Reproduce verbatim the passage of the blog post below that starts at "Blogger kristen said..." and ends at "also need to.".
>> BEGIN SELECTED EXTRACT
10/03/2008

Kelly Rae and Mati Rose

Mati Rose and Kelly Rae had a wonderful evening event. Look at all the joy...











I am amazed that my crash from Squam still seems to be going. I feel a bit discombobulated, crabby, agitated, with a sense of loneliness even though I am surrounded by family and friends that I adore back here at home. I feel disconnected within and tired.

Having two shoots to process when I got home - unrelated to Squam, created a delay in me processing it. Part of me is excited to be able to do that now by processing the images and part of me feels tender doing it. I wish I understood what I am going through better, but all I can gather is that I need to move through it.

10 Comments:

Blogger kristen said...

"I am amazed that my crash from Squam still seems to be going. I feel a bit discombobulated, crabby, agitated, with a sense of loneliness even though I am surrounded by family and friends that I adore back here at home."

omg, me too. i still haven't written all that i want to say, because it won't come out. it's been almost a month and almost seems silly to talk about it, still, but i also need to.
>> END SELECTED EXTRACT
>> BEGIN SUPPLIED RECORDS
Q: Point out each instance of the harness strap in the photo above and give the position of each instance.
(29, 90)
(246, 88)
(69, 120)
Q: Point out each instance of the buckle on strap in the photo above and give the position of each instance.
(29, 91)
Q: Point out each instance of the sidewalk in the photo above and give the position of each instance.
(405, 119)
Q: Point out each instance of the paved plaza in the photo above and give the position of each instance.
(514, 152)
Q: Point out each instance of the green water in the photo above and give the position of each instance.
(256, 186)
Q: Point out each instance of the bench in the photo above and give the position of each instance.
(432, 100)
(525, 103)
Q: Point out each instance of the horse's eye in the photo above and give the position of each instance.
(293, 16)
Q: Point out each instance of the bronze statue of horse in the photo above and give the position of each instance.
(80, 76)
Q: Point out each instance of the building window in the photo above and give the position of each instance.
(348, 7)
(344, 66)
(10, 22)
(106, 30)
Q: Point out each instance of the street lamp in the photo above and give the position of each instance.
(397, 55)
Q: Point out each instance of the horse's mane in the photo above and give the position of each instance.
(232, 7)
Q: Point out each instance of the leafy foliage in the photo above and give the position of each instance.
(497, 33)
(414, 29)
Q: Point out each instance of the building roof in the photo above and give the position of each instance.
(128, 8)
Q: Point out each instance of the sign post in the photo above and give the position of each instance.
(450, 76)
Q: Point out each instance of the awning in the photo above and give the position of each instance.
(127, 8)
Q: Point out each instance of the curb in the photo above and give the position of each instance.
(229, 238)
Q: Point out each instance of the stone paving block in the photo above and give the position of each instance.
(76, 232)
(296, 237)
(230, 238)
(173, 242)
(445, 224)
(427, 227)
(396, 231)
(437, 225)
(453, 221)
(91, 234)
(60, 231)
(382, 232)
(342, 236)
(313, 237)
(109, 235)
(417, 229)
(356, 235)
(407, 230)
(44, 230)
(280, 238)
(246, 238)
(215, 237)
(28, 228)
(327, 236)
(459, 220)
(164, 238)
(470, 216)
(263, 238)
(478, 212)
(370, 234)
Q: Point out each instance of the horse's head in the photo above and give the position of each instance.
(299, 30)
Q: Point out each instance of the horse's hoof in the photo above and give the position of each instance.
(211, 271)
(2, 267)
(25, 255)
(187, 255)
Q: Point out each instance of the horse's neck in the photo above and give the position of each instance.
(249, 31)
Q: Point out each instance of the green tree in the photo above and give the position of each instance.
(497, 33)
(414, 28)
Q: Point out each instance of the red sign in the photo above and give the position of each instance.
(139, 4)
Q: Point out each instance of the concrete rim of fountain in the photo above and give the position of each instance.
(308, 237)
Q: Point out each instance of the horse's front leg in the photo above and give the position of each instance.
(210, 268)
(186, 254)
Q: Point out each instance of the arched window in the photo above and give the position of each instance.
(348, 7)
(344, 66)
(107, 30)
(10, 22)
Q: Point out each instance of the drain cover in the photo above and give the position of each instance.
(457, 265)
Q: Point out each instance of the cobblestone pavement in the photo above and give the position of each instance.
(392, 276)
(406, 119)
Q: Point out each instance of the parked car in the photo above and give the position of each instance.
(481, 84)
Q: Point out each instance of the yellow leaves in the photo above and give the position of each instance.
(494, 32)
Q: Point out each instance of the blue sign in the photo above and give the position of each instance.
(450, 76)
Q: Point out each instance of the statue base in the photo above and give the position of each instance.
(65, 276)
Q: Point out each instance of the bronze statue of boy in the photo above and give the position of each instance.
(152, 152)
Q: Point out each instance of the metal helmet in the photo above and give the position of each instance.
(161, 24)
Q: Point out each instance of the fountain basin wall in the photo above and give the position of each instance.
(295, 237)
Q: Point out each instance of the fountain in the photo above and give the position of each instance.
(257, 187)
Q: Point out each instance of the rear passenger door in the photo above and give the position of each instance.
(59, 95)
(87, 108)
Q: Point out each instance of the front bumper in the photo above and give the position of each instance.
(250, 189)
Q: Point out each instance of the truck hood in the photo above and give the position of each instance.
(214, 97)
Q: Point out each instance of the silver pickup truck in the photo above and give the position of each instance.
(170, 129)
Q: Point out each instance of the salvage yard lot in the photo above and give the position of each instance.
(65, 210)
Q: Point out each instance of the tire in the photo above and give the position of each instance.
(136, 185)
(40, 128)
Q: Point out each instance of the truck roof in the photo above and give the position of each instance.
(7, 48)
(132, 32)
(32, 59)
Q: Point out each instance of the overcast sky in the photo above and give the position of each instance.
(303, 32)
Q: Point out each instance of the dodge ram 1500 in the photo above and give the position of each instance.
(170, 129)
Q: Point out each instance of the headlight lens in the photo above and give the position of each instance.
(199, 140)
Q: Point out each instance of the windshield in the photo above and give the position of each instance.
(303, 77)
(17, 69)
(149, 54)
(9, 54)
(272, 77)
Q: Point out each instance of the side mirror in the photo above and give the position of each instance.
>> END SUPPLIED RECORDS
▸ FINISHED EXERCISE:
Blogger kristen said...

"I am amazed that my crash from Squam still seems to be going. I feel a bit discombobulated, crabby, agitated, with a sense of loneliness even though I am surrounded by family and friends that I adore back here at home."

omg, me too. i still haven't written all that i want to say, because it won't come out. it's been almost a month and almost seems silly to talk about it, still, but i also need to.